Material shown ::
§

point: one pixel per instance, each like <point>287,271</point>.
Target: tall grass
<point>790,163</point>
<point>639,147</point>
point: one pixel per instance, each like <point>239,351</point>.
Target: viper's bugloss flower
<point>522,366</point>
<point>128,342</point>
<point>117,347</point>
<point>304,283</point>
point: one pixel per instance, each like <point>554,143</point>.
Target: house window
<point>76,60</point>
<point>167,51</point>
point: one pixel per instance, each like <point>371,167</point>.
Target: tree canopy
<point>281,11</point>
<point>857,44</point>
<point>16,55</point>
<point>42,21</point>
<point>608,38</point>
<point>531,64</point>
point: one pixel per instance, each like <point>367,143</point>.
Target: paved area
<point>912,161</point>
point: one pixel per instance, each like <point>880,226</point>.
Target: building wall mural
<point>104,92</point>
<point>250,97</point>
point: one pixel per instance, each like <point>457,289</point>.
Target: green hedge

§

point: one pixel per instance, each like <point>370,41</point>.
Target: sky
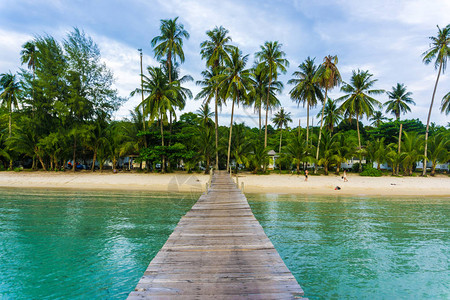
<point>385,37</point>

§

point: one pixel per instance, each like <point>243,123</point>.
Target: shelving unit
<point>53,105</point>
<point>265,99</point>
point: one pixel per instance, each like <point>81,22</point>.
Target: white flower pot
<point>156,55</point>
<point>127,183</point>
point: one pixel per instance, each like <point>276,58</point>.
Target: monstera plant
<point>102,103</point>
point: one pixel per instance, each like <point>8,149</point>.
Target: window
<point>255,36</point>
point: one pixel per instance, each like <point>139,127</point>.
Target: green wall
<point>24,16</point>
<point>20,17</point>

§

Exercise aim ::
Reproduce verbatim every line of the records from the line containing "point: one pixel per instance, each like <point>287,271</point>." through the line containing "<point>304,283</point>", including both of those lines.

Full answer ::
point: one pixel per instance, each like <point>287,271</point>.
Target: tall grass
<point>790,163</point>
<point>639,147</point>
point: one pixel per instance, each like <point>239,351</point>.
Target: viper's bugloss flower
<point>522,366</point>
<point>128,342</point>
<point>117,347</point>
<point>304,283</point>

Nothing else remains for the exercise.